What you are asked to do.
Copy out the whole passage about Venus Hum and its songs word for word.

Exercise text.

The first single is “Yes and No,” a song full of layered vocals demanding that words be spoken with purpose.

“When I moved here, that was one of the things that I thought was a central thing I was trying to learn, if you’re going to talk, think before you speak. And also, what are you saying? And I had to go through big periods of not saying anything at all, literally and figuratively.”

The line ‘I can’t handle the pressure’ that ends the song correlates brilliantly with imagery of coal becoming diamonds.

The most atypical song is “Pink Champagne,” Annette’s song about when she first met Kirk, later to become her husband.

“You see all the girls waltz by, they wish that they were with you,” she sings. Worried about having a song that fun and carefree, she almost didn’t follow the desire to write about that night. “That’s what I’m talking about — letting go. If that’s the song that wants to come out, I need to just let it. Because that, I would have NEVER written that a few years ago. I would have been too, ‘oh, that’s such a base emotion.’ I would have so overthought it. But that’s just what I want to say.”

Venus Hum makes music that reaches a larger audience everyday, through captivating live performances and fans’ word of mouth. It is only a matter of time before their songs infiltrate all arenas of dance music, including the gay nightclub. Luckily, Annette feels so comfortable with the gay community that having a strong presence in such a venue seems entirely natural.

Records.
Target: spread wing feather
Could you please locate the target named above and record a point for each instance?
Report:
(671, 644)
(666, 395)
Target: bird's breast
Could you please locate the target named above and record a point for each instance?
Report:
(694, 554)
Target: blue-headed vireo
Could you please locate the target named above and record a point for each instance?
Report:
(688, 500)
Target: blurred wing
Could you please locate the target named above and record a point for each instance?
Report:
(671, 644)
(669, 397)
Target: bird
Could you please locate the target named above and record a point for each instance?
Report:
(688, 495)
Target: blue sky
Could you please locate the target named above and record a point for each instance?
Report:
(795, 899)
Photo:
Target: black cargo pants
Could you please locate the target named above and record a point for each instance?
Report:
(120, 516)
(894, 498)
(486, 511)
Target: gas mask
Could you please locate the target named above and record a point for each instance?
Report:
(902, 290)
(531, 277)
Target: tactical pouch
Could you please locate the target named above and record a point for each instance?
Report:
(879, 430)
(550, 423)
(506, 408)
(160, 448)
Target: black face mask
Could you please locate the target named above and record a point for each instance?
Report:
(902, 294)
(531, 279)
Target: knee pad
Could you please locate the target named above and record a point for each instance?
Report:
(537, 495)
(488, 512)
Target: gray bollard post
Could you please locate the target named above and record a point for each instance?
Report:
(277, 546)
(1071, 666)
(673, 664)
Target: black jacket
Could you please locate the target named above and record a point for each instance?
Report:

Output for this exercise.
The first single is “Yes and No,” a song full of layered vocals demanding that words be spoken with purpose.

“When I moved here, that was one of the things that I thought was a central thing I was trying to learn, if you’re going to talk, think before you speak. And also, what are you saying? And I had to go through big periods of not saying anything at all, literally and figuratively.”

The line ‘I can’t handle the pressure’ that ends the song correlates brilliantly with imagery of coal becoming diamonds.

The most atypical song is “Pink Champagne,” Annette’s song about when she first met Kirk, later to become her husband.

“You see all the girls waltz by, they wish that they were with you,” she sings. Worried about having a song that fun and carefree, she almost didn’t follow the desire to write about that night. “That’s what I’m talking about — letting go. If that’s the song that wants to come out, I need to just let it. Because that, I would have NEVER written that a few years ago. I would have been too, ‘oh, that’s such a base emotion.’ I would have so overthought it. But that’s just what I want to say.”

Venus Hum makes music that reaches a larger audience everyday, through captivating live performances and fans’ word of mouth. It is only a matter of time before their songs infiltrate all arenas of dance music, including the gay nightclub. Luckily, Annette feels so comfortable with the gay community that having a strong presence in such a venue seems entirely natural.